[Dataset records]
═══

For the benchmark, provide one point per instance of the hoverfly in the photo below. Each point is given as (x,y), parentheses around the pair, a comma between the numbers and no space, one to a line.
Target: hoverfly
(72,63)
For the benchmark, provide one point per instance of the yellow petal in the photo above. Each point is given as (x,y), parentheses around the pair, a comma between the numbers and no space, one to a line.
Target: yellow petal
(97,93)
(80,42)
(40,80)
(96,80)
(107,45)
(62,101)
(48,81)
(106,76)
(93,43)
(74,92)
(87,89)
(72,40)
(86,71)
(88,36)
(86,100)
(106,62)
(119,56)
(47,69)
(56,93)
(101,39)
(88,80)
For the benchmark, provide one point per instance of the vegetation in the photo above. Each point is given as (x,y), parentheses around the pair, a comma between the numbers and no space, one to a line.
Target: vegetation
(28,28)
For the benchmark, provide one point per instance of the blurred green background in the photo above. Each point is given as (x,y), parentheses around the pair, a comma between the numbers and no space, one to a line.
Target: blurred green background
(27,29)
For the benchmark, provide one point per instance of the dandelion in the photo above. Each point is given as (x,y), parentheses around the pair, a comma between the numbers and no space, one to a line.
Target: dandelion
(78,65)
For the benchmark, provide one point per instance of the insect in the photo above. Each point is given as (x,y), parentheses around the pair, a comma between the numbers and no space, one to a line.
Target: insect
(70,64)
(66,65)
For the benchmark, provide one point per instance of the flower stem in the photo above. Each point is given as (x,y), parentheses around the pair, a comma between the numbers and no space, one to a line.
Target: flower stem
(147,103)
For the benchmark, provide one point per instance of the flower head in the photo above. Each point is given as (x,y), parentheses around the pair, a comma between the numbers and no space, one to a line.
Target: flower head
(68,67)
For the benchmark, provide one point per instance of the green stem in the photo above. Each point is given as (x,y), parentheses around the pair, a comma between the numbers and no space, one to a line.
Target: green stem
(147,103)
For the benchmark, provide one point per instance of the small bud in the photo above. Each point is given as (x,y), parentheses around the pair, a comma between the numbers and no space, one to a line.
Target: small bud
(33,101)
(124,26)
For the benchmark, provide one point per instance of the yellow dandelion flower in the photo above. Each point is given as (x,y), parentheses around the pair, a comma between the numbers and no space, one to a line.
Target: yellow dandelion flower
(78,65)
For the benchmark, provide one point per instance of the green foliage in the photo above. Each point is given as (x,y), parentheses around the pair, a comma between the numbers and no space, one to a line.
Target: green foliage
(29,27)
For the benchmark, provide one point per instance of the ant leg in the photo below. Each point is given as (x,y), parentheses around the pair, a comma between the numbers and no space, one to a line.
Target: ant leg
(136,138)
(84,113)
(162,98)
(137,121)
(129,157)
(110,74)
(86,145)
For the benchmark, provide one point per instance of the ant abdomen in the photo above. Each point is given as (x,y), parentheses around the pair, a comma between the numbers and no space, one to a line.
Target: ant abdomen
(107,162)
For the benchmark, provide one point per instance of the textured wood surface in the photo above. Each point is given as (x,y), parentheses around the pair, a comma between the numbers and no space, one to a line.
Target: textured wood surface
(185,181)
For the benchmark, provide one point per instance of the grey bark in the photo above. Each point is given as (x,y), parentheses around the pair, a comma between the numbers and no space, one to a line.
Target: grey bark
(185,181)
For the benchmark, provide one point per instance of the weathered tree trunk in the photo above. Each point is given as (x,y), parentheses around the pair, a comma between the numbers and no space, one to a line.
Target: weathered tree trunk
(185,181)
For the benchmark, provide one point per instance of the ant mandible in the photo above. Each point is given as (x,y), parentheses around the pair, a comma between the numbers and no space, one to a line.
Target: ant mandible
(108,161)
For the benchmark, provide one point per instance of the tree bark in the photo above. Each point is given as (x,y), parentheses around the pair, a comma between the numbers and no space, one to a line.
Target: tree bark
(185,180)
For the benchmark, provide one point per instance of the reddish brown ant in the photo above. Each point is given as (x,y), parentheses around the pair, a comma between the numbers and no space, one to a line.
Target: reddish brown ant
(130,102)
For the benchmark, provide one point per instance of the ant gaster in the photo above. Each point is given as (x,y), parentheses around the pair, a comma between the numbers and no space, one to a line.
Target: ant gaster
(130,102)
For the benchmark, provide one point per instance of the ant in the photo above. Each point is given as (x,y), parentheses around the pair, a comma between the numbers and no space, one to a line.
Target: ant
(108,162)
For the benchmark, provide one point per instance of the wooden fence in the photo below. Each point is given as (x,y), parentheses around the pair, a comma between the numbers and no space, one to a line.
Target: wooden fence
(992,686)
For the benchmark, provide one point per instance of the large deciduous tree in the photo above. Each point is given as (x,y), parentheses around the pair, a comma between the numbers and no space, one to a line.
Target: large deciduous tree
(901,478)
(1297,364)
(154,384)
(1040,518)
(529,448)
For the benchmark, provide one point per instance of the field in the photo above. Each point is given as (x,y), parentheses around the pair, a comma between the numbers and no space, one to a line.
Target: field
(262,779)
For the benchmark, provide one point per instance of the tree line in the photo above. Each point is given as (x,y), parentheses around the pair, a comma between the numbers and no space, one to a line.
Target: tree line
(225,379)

═══

**What the task asks:**
Copy out the full set of records precisely, leaving nothing out.

**Finished task:**
For the benchmark, provide one point per instance of the hoverfly in the photo below. Each point is given as (x,y), parentheses around the pair, a comma between the numbers and no space, one to a line.
Target: hoverfly
(72,63)
For the benchmark, provide one point per instance of the yellow petal in the photo above. Each point is given as (x,y), parentheses around the pair, a comma between the numbers and no space, one to a line.
Target: yellow petal
(97,93)
(80,42)
(40,80)
(96,80)
(107,45)
(62,101)
(48,81)
(106,76)
(93,43)
(74,92)
(87,89)
(72,40)
(86,71)
(88,36)
(86,100)
(106,62)
(119,56)
(47,69)
(56,93)
(101,39)
(88,80)
For the benchmark, provide one point per instance of the vegetation in the photo above. Each point is given as (x,y), parentheses around the pair, a comma between the numbers and no space, one to a line.
Target: vegetation
(28,28)
For the benchmark, provide one point per instance of the blurred green background in the photo above. Each point is given as (x,y), parentheses around the pair, a comma between the numbers and no space, one to a line.
Target: blurred green background
(27,29)
For the benchmark, provide one point per instance of the dandelion in the photo above. Each point is given as (x,y), parentheses around the pair, a comma between the numbers and no space, one to a line.
Target: dandelion
(78,65)
For the benchmark, provide one point per instance of the insect in the photo above. Each point is given as (x,y), parentheses around the pair, a comma between the numbers and no space, one to a line.
Target: insect
(70,64)
(66,65)
For the benchmark, provide one point per instance of the flower stem in the photo above. Each point is given as (x,y), parentheses around the pair, a comma between the numbers and no space, one to a line.
Target: flower stem
(147,103)
For the benchmark, provide one point per instance of the flower head in the photo above. Each point is given as (x,y), parentheses around the pair, a comma between the numbers and no space, one to a line.
Target: flower head
(68,67)
For the benchmark, provide one point per instance of the green stem in the photo above. Each point is given as (x,y), parentheses around the pair, a comma between the numbers and no space, one to a line.
Target: green stem
(147,103)
For the benchmark, provide one point per instance of the small bud in the photo above. Each point is given as (x,y), parentheses around the pair, a comma between the numbers and no space, one to a line.
Target: small bud
(33,101)
(124,26)
For the benchmark, provide one point per instance of the yellow dandelion flower in the photo above. Each point is given as (x,y), parentheses around the pair, a comma between the numbers and no space, one to a line.
Target: yellow dandelion flower
(78,65)
For the benchmark, provide one point per instance of the green foliage in the photo above. Each point is given as (x,y), parentheses around the pair, a comma between the numbers and no space, one to a line.
Target: green foliage
(29,27)
For the benchmark, provide one point per instance of the ant leg in the photo below. Each point is given as (x,y), parentheses around the pair, a comma between the numbers and no space, one to a line.
Target: ant leg
(136,138)
(84,113)
(162,98)
(137,121)
(129,157)
(110,74)
(86,145)
For the benchmark, provide one point per instance of the ant abdomen in the photo above. Each point is given as (x,y), parentheses around the pair, a comma between the numbers and no space, one to a line.
Target: ant abdomen
(107,162)
For the benchmark, provide one point per instance of the textured wood surface in the photo above. Each point is given as (x,y), parentheses around the pair, a comma between the numbers and no space, one to a line.
Target: textured wood surface
(185,181)
For the benchmark, provide one point per instance of the grey bark in the photo above. Each point is given as (x,y), parentheses around the pair, a comma between the numbers and no space, one to a line.
Target: grey bark
(185,181)
For the benchmark, provide one point per instance of the weathered tree trunk in the photo above. Each point is given as (x,y), parentheses around the pair, a comma between the numbers and no space, one to a line.
Target: weathered tree trunk
(185,181)
For the benchmark, provide one point per instance of the ant mandible in the photo above. Each point is given as (x,y), parentheses around the pair, a comma between the numbers and no space, one to a line.
Target: ant mandible
(108,161)
For the benchmark, provide one point per instance of the tree bark in the photo above. Each point is given as (x,y), parentheses around the pair, a comma between the numbers and no space, one to a line.
Target: tree bark
(185,180)
For the benchmark, provide one point per instance of the reddish brown ant in the photo above. Each point is given as (x,y), parentheses around the pair, a comma between the numbers and no space, one to a line.
Target: reddish brown ant
(130,102)
For the benchmark, provide one point per instance of the ant gaster in the photo above. Each point is given as (x,y), parentheses around the pair, a comma between the numbers and no space, one to a line.
Target: ant gaster
(130,102)
For the benchmark, provide one point per instance of the ant in the photo above. Each point is given as (x,y), parentheses around the pair, a comma between the numbers and no space, one to a line.
Target: ant
(108,162)
For the benchmark, provide one point per instance of the wooden fence in the photo below. Each point is given as (x,y), parentheses around the pair, a comma between the numbers and no space, one to a line.
Target: wooden fence
(992,686)
For the benchmark, provide one point per instance of the large deciduous tree in the photo above. Each point is given as (x,y), parentheses around the pair, a comma between the numbers and no space, one to a line.
Target: large deciduous tree
(901,478)
(1297,364)
(154,384)
(1040,518)
(529,448)
For the benchmark, provide one point per instance of the field in the photo above. Each point is given as (x,y), parentheses around the pair, a comma between the numbers and no space, one to a line.
Target: field
(262,779)
For the benchmark, provide one point per instance of the tree line in the photo above. Each point is given as (x,y), parentheses around the pair, a comma between the numbers and no space, one to a line.
Target: tree line
(225,379)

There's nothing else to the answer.